begin Stored rows

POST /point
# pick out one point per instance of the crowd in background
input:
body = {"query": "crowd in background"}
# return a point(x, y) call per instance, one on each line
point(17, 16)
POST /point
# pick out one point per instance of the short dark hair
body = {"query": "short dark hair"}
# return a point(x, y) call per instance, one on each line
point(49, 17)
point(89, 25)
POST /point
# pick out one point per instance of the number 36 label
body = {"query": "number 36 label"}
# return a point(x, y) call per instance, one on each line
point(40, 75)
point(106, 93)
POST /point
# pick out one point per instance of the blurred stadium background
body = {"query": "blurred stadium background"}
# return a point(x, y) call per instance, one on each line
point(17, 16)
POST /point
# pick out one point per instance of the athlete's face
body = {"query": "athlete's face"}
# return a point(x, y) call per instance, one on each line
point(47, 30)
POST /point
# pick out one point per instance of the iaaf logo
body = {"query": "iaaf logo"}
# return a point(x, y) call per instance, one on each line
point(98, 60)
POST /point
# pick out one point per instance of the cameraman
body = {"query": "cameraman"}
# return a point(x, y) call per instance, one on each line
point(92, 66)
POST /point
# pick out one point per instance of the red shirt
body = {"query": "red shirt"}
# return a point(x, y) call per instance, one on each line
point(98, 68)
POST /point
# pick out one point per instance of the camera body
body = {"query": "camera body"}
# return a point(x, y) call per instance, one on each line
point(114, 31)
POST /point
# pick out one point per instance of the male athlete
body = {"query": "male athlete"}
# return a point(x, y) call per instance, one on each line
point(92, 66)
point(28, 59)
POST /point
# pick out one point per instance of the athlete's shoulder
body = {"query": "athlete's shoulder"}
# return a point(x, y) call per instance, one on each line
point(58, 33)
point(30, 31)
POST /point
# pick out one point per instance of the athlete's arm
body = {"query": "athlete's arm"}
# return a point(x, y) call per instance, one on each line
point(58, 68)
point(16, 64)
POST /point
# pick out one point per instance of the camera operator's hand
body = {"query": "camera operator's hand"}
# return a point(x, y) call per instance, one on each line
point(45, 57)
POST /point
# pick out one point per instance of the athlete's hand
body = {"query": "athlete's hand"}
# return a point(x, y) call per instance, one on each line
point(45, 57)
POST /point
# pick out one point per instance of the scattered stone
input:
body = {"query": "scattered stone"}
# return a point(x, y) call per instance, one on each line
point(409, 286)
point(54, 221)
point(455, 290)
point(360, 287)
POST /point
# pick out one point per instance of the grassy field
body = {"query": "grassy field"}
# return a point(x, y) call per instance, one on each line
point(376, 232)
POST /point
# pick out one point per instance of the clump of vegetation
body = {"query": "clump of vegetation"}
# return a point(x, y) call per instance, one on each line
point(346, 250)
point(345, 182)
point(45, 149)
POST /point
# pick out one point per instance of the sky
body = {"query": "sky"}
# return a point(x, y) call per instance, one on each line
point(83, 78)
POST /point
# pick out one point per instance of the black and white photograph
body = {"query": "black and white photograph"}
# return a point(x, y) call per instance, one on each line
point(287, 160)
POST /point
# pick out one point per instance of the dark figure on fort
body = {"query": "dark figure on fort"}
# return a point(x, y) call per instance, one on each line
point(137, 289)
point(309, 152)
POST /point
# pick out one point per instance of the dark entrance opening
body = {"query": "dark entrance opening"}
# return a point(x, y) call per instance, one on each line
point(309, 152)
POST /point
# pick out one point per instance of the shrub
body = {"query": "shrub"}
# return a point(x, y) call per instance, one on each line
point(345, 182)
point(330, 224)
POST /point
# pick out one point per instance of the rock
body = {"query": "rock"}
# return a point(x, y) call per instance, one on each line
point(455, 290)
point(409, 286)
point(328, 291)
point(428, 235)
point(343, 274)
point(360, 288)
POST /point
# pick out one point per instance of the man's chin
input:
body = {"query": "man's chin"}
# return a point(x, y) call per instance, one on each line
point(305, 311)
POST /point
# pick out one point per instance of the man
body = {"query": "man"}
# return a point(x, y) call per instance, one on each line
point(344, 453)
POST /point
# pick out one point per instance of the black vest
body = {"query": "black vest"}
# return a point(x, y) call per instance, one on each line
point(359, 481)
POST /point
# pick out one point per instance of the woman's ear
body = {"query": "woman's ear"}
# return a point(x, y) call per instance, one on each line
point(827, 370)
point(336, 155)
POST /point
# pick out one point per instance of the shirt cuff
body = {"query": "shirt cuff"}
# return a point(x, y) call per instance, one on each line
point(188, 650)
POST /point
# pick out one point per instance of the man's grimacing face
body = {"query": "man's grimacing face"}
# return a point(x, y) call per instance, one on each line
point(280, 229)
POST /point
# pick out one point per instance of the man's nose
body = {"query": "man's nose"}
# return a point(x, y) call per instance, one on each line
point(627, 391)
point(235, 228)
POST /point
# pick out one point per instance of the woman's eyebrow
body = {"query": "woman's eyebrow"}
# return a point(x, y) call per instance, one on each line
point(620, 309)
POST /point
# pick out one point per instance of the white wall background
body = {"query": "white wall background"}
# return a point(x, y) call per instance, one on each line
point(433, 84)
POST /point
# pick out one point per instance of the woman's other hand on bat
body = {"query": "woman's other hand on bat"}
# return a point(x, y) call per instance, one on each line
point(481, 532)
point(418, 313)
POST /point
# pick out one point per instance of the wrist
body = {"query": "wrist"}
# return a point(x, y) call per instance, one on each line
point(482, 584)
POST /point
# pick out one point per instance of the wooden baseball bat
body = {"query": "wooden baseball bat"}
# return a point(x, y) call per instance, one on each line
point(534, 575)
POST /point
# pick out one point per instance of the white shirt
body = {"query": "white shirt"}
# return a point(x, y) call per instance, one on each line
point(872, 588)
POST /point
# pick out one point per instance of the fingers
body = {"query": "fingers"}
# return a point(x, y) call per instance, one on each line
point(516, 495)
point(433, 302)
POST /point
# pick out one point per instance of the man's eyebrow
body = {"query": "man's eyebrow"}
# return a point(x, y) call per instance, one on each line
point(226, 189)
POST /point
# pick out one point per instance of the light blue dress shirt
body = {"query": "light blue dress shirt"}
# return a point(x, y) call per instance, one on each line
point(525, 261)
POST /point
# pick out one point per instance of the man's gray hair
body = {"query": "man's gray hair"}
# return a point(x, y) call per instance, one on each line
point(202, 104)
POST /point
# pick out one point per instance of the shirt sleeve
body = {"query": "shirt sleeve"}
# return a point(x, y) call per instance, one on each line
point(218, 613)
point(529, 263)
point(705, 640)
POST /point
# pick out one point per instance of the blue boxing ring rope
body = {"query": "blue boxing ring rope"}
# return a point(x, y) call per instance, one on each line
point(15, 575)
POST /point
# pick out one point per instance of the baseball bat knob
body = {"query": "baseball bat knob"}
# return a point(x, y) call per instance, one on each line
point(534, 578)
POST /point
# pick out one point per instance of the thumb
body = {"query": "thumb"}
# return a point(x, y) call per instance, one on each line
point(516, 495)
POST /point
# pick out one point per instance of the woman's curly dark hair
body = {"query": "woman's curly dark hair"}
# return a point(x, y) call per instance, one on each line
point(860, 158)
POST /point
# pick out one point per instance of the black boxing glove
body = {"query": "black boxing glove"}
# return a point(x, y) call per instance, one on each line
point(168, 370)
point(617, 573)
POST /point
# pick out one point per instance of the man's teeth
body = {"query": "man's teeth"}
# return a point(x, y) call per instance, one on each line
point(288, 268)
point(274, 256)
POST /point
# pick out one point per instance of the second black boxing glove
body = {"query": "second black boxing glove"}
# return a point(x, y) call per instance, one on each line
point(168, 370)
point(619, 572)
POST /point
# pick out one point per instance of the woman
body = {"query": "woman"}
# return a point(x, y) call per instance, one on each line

end Stored rows

__Work to complete__: Can you recast the listing above as a Markdown table with the columns Row and Line Text, giving each line its own numbered row and leaving out any blank lines?

__Written answer__:
| Row | Line Text |
|---|---|
| 1 | POST /point |
| 2 | # pick out one point per instance of the crowd in background |
| 3 | input: |
| 4 | body = {"query": "crowd in background"} |
| 5 | # return a point(x, y) call per instance, one on each line |
| 6 | point(17, 16) |
| 7 | POST /point |
| 8 | # pick out one point per instance of the short dark hair |
| 9 | body = {"query": "short dark hair"} |
| 10 | # return a point(x, y) call per instance, one on each line |
| 11 | point(49, 17) |
| 12 | point(89, 25) |
| 13 | POST /point |
| 14 | # pick out one point per instance of the number 36 label |
| 15 | body = {"query": "number 36 label"} |
| 16 | # return a point(x, y) call per instance, one on each line |
| 17 | point(40, 75) |
| 18 | point(106, 93) |
| 19 | POST /point |
| 20 | # pick out one point per instance of the blurred stadium background |
| 21 | body = {"query": "blurred stadium background"} |
| 22 | # return a point(x, y) call per instance, one on each line |
| 23 | point(17, 16) |
| 24 | POST /point |
| 25 | # pick out one point per instance of the athlete's face |
| 26 | body = {"query": "athlete's face"} |
| 27 | # return a point(x, y) call per instance, one on each line |
| 28 | point(47, 30) |
| 29 | POST /point |
| 30 | # pick out one point per instance of the iaaf logo |
| 31 | body = {"query": "iaaf logo"} |
| 32 | # return a point(x, y) call per instance, one on each line |
| 33 | point(98, 60) |
| 34 | POST /point |
| 35 | # pick out one point per instance of the cameraman |
| 36 | body = {"query": "cameraman"} |
| 37 | # return a point(x, y) call per instance, one on each line |
| 38 | point(92, 66) |
| 39 | POST /point |
| 40 | # pick out one point per instance of the red shirt |
| 41 | body = {"query": "red shirt"} |
| 42 | # return a point(x, y) call per instance, one on each line |
| 43 | point(98, 68) |
| 44 | POST /point |
| 45 | # pick out one point per instance of the camera body |
| 46 | body = {"query": "camera body"} |
| 47 | # return a point(x, y) call per instance, one on each line |
| 48 | point(114, 31) |
| 49 | POST /point |
| 50 | # pick out one point per instance of the male athlete |
| 51 | body = {"query": "male athlete"} |
| 52 | # return a point(x, y) call per instance, one on each line |
| 53 | point(92, 66) |
| 54 | point(28, 59) |
| 55 | POST /point |
| 56 | # pick out one point per instance of the athlete's shoulder |
| 57 | body = {"query": "athlete's shoulder"} |
| 58 | # return a point(x, y) call per instance, one on each line |
| 59 | point(58, 33) |
| 60 | point(30, 31) |
| 61 | POST /point |
| 62 | # pick out one point per instance of the athlete's arm |
| 63 | body = {"query": "athlete's arm"} |
| 64 | # return a point(x, y) call per instance, one on each line |
| 65 | point(58, 68) |
| 66 | point(16, 64) |
| 67 | POST /point |
| 68 | # pick out one point per instance of the camera operator's hand |
| 69 | body = {"query": "camera operator's hand"} |
| 70 | # return a point(x, y) call per instance, one on each line |
| 71 | point(45, 57) |
| 72 | POST /point |
| 73 | # pick out one point per instance of the athlete's hand |
| 74 | body = {"query": "athlete's hand"} |
| 75 | # return a point(x, y) call per instance, one on each line |
| 76 | point(45, 57) |
| 77 | POST /point |
| 78 | # pick out one point per instance of the scattered stone |
| 79 | input: |
| 80 | body = {"query": "scattered stone"} |
| 81 | # return a point(x, y) call per instance, one on each line |
| 82 | point(409, 286) |
| 83 | point(54, 221) |
| 84 | point(455, 290) |
| 85 | point(360, 287) |
| 86 | POST /point |
| 87 | # pick out one point per instance of the grassy field |
| 88 | body = {"query": "grassy field"} |
| 89 | # return a point(x, y) call per instance, one on each line |
| 90 | point(376, 232) |
| 91 | POST /point |
| 92 | # pick out one point per instance of the clump of vegetation |
| 93 | body = {"query": "clump of vegetation"} |
| 94 | # return a point(x, y) call per instance, one on each line |
| 95 | point(346, 250) |
| 96 | point(345, 182) |
| 97 | point(45, 149) |
| 98 | POST /point |
| 99 | # pick out one point per instance of the sky |
| 100 | body = {"query": "sky"} |
| 101 | # return a point(x, y) call per instance, one on each line |
| 102 | point(83, 78) |
| 103 | POST /point |
| 104 | # pick out one point per instance of the black and white photograph |
| 105 | body = {"query": "black and white photograph"} |
| 106 | # return a point(x, y) call per instance, one on each line |
| 107 | point(287, 160) |
| 108 | POST /point |
| 109 | # pick out one point per instance of the dark figure on fort |
| 110 | body = {"query": "dark figure on fort"} |
| 111 | # return a point(x, y) call per instance, one on each line |
| 112 | point(137, 289) |
| 113 | point(309, 152) |
| 114 | POST /point |
| 115 | # pick out one point per instance of the dark entrance opening |
| 116 | body = {"query": "dark entrance opening"} |
| 117 | # return a point(x, y) call per instance, one on each line |
| 118 | point(309, 152) |
| 119 | POST /point |
| 120 | # pick out one point per instance of the shrub |
| 121 | body = {"query": "shrub"} |
| 122 | # return a point(x, y) call per instance, one on each line |
| 123 | point(345, 182) |
| 124 | point(330, 224) |
| 125 | POST /point |
| 126 | # pick out one point per instance of the rock |
| 127 | body = {"query": "rock"} |
| 128 | # return a point(x, y) call per instance, one on each line |
| 129 | point(455, 290) |
| 130 | point(409, 286) |
| 131 | point(328, 291) |
| 132 | point(428, 235) |
| 133 | point(343, 274) |
| 134 | point(360, 288) |
| 135 | POST /point |
| 136 | # pick out one point per instance of the man's chin |
| 137 | input: |
| 138 | body = {"query": "man's chin"} |
| 139 | # return a point(x, y) call per instance, one on each line |
| 140 | point(305, 311) |
| 141 | POST /point |
| 142 | # pick out one point per instance of the man |
| 143 | body = {"query": "man"} |
| 144 | # return a point(x, y) call per instance, one on each line |
| 145 | point(344, 453) |
| 146 | POST /point |
| 147 | # pick out one point per instance of the black vest |
| 148 | body = {"query": "black vest"} |
| 149 | # return a point(x, y) call per instance, one on each line |
| 150 | point(359, 481) |
| 151 | POST /point |
| 152 | # pick out one point per instance of the woman's ear |
| 153 | body = {"query": "woman's ear"} |
| 154 | # return a point(x, y) call per instance, one on each line |
| 155 | point(827, 370) |
| 156 | point(336, 155) |
| 157 | POST /point |
| 158 | # pick out one point per instance of the shirt cuff |
| 159 | body = {"query": "shirt cuff"} |
| 160 | # return a point(x, y) call per instance, one on each line |
| 161 | point(188, 650) |
| 162 | POST /point |
| 163 | # pick out one point per instance of the man's grimacing face |
| 164 | body = {"query": "man's grimacing face"} |
| 165 | # return a point(x, y) call per instance, one on each line |
| 166 | point(280, 229) |
| 167 | POST /point |
| 168 | # pick out one point per instance of the man's nose |
| 169 | body = {"query": "man's nose"} |
| 170 | # return a point(x, y) call per instance, one on each line |
| 171 | point(627, 391) |
| 172 | point(235, 228) |
| 173 | POST /point |
| 174 | # pick out one point per instance of the woman's eyebrow |
| 175 | body = {"query": "woman's eyebrow"} |
| 176 | # return a point(x, y) call per instance, one on each line |
| 177 | point(620, 309) |
| 178 | POST /point |
| 179 | # pick out one point per instance of the white wall background |
| 180 | body = {"query": "white wall background"} |
| 181 | # return a point(x, y) call per instance, one on each line |
| 182 | point(433, 84) |
| 183 | POST /point |
| 184 | # pick out one point per instance of the woman's other hand on bat |
| 185 | body = {"query": "woman's other hand on bat"} |
| 186 | # return a point(x, y) call per instance, one on each line |
| 187 | point(481, 532) |
| 188 | point(418, 313) |
| 189 | POST /point |
| 190 | # pick out one point per instance of the wrist |
| 191 | body = {"query": "wrist"} |
| 192 | # return a point(x, y) call per instance, one on each line |
| 193 | point(482, 584) |
| 194 | POST /point |
| 195 | # pick out one point per instance of the wooden baseball bat |
| 196 | body = {"query": "wooden baseball bat"} |
| 197 | # return a point(x, y) call per instance, one on each line |
| 198 | point(534, 575) |
| 199 | POST /point |
| 200 | # pick out one point per instance of the white shirt |
| 201 | body = {"query": "white shirt"} |
| 202 | # return a point(x, y) call per instance, one on each line |
| 203 | point(872, 588) |
| 204 | POST /point |
| 205 | # pick out one point per instance of the fingers |
| 206 | body = {"query": "fingers"} |
| 207 | # return a point(x, y) call per instance, one on each line |
| 208 | point(516, 495) |
| 209 | point(433, 302) |
| 210 | POST /point |
| 211 | # pick out one point per instance of the man's eyebrow |
| 212 | body = {"query": "man's eyebrow"} |
| 213 | # return a point(x, y) call per instance, one on each line |
| 214 | point(226, 189) |
| 215 | POST /point |
| 216 | # pick out one point per instance of the light blue dress shirt |
| 217 | body = {"query": "light blue dress shirt"} |
| 218 | # return a point(x, y) call per instance, one on each line |
| 219 | point(525, 261) |
| 220 | POST /point |
| 221 | # pick out one point per instance of the man's gray hair |
| 222 | body = {"query": "man's gray hair"} |
| 223 | # return a point(x, y) call per instance, one on each line |
| 224 | point(202, 104) |
| 225 | POST /point |
| 226 | # pick out one point per instance of the shirt sleeve |
| 227 | body = {"query": "shirt sleeve"} |
| 228 | # return a point(x, y) call per instance, one on each line |
| 229 | point(218, 613) |
| 230 | point(529, 263) |
| 231 | point(705, 640) |
| 232 | POST /point |
| 233 | # pick out one point per instance of the blue boxing ring rope |
| 234 | body = {"query": "blue boxing ring rope"} |
| 235 | # return a point(x, y) call per instance, one on each line |
| 236 | point(15, 575) |
| 237 | POST /point |
| 238 | # pick out one point per instance of the baseball bat knob |
| 239 | body = {"query": "baseball bat knob"} |
| 240 | # return a point(x, y) call per instance, one on each line |
| 241 | point(534, 578) |
| 242 | POST /point |
| 243 | # pick out one point per instance of the thumb |
| 244 | body = {"query": "thumb"} |
| 245 | # return a point(x, y) call per instance, one on each line |
| 246 | point(516, 495) |
| 247 | POST /point |
| 248 | # pick out one point per instance of the woman's curly dark hair |
| 249 | body = {"query": "woman's curly dark hair"} |
| 250 | # return a point(x, y) call per instance, one on each line |
| 251 | point(860, 158) |
| 252 | POST /point |
| 253 | # pick out one point per instance of the black boxing glove |
| 254 | body = {"query": "black boxing glove"} |
| 255 | # return a point(x, y) call per instance, one on each line |
| 256 | point(168, 370) |
| 257 | point(617, 573) |
| 258 | POST /point |
| 259 | # pick out one point per instance of the man's teeth |
| 260 | body = {"query": "man's teeth"} |
| 261 | # return a point(x, y) call per instance, one on each line |
| 262 | point(288, 268) |
| 263 | point(274, 256) |
| 264 | POST /point |
| 265 | # pick out one point per instance of the second black boxing glove |
| 266 | body = {"query": "second black boxing glove"} |
| 267 | # return a point(x, y) call per instance, one on each line |
| 268 | point(168, 370) |
| 269 | point(619, 572) |
| 270 | POST /point |
| 271 | # pick out one point per instance of the woman |
| 272 | body = {"query": "woman"} |
| 273 | # return a point(x, y) call per instance, one on each line |